The Hertz On Demand global car-sharing club will supply electric vehicles to the car share fleet used by IBM employees in Germany to drive between Stuttgart Airport and the company’s campus in Ehningen, about 19 miles away. Employees will charge the cars at charging stations on the IBM campus—stations powered by intelligent IBM software that optimizes power usage from renewable energies. The software also balances the demand and availability of electricity to prevent load peaks.

The companies are gauging the acceptance and practicality of electric vehicles and IBM’s intelligent recharging infrastructure. The program shines a light on a key hurdle to EV adoption—though prices are coming down and consumer interest is growing, concerns linger about battery life and the availability and practicality of charging options. The program also calls attention to the EV market itself and the potential business opportunities it represents across the electronics supply chain.

Stored data
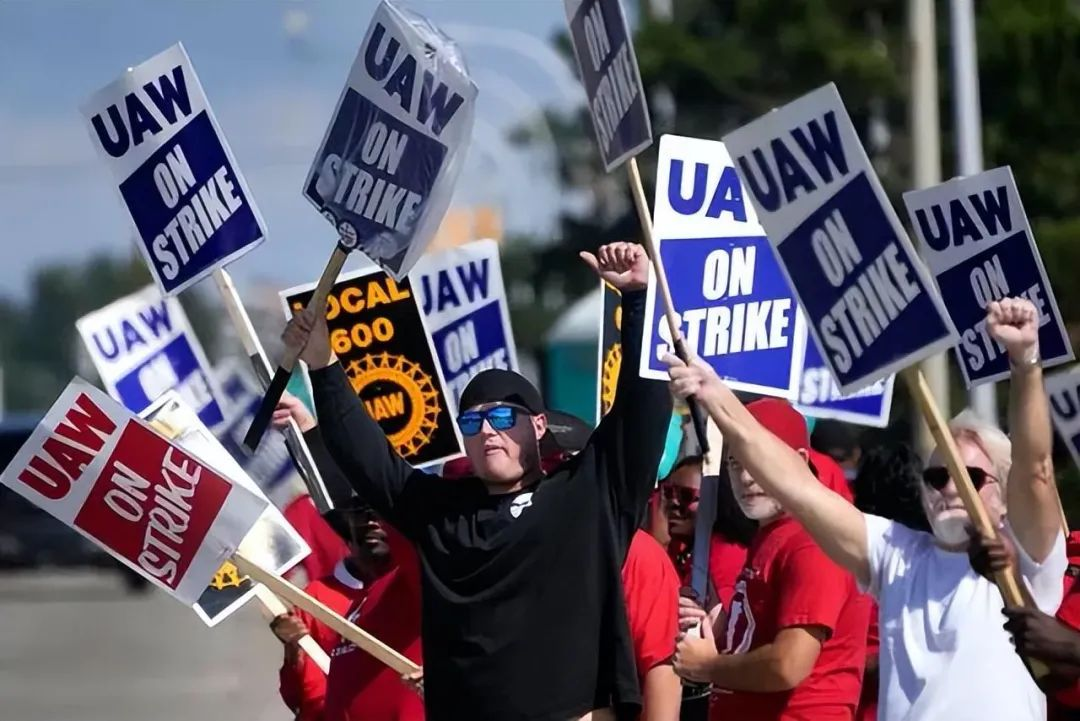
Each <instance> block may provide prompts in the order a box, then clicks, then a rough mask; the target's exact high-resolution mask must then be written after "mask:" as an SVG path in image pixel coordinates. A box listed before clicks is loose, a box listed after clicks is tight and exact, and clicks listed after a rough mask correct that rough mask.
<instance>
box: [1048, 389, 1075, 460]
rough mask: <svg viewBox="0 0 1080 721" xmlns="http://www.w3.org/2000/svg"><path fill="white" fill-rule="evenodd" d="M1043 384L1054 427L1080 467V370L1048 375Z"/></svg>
mask: <svg viewBox="0 0 1080 721" xmlns="http://www.w3.org/2000/svg"><path fill="white" fill-rule="evenodd" d="M1045 385H1047V396H1048V397H1049V398H1050V417H1051V418H1052V419H1053V421H1054V428H1055V430H1056V431H1057V435H1058V436H1061V438H1062V440H1064V441H1065V445H1066V446H1068V449H1069V454H1070V455H1071V457H1072V462H1074V463H1075V464H1076V465H1077V467H1080V372H1078V370H1077V369H1076V368H1072V369H1071V370H1066V371H1061V372H1057V373H1054V375H1052V376H1048V377H1047V381H1045Z"/></svg>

- [EXERCISE DETAILS]
Please explain, in one to three sentences, why the charging software in the passage on the IBM electric car-share program balances electricity demand and availability. The stored data has nothing to do with this.

- [EXPECTED OUTPUT]
The software balances electricity demand and availability to prevent load peaks. It powers the charging stations on the IBM campus, where it also optimizes power usage from renewable energies.